PROVIDED INFORMATION>

────────

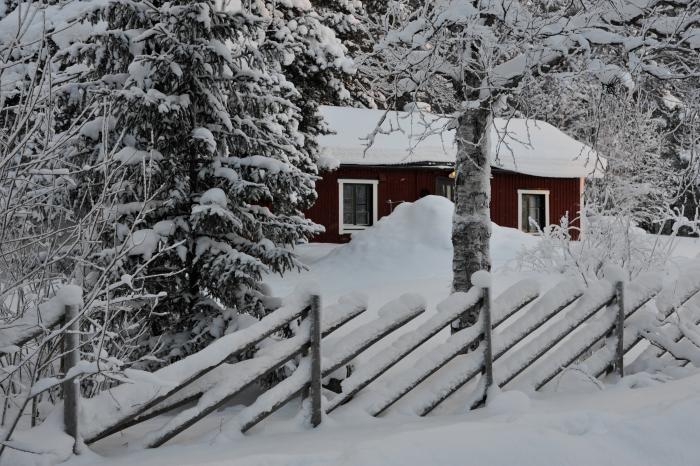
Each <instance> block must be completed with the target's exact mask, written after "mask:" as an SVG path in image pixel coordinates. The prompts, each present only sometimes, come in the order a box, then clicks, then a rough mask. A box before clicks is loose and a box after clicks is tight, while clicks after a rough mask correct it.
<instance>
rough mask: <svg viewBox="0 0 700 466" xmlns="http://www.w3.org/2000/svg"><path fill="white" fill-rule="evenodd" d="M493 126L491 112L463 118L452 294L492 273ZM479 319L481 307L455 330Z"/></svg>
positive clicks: (466, 325)
mask: <svg viewBox="0 0 700 466" xmlns="http://www.w3.org/2000/svg"><path fill="white" fill-rule="evenodd" d="M489 122H490V113H489V111H488V110H487V109H484V108H480V109H477V110H468V111H466V112H465V113H464V114H462V115H461V116H460V118H459V124H458V128H457V161H456V166H455V171H456V176H455V213H454V218H453V220H452V245H453V247H454V254H453V259H452V272H453V279H452V290H453V291H455V292H456V291H467V290H468V289H469V288H471V286H472V283H471V275H472V274H473V273H474V272H477V271H479V270H490V269H491V259H490V250H489V239H490V238H491V209H490V199H491V164H490V161H489V157H488V148H487V136H486V135H487V130H488V125H489ZM478 315H479V309H478V307H475V308H473V309H472V310H471V311H470V312H468V313H467V314H466V315H465V317H464V318H463V319H462V320H460V321H459V322H457V323H456V325H457V326H456V328H455V325H454V324H453V329H455V330H456V329H458V328H464V327H468V326H470V325H473V324H474V323H475V322H476V320H477V318H478Z"/></svg>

────────

PROBLEM DESCRIPTION>
Repeat the records above exactly, from the first line through the line that contains "rough mask: <svg", and leave out the pictures.

SOLUTION>
Each <instance> block must be completed with the target's exact mask, written after "mask:" as an SVG path in image pixel coordinates. The prompts, each present only sometimes, come in the order a box, then clicks, then a rough mask. A box before clicks is loose and a box after clicks is tight, while clicks after a rough mask correct it.
<instance>
rough mask: <svg viewBox="0 0 700 466" xmlns="http://www.w3.org/2000/svg"><path fill="white" fill-rule="evenodd" d="M493 126L491 112L463 118L452 294L492 273ZM479 319L481 307L455 330Z"/></svg>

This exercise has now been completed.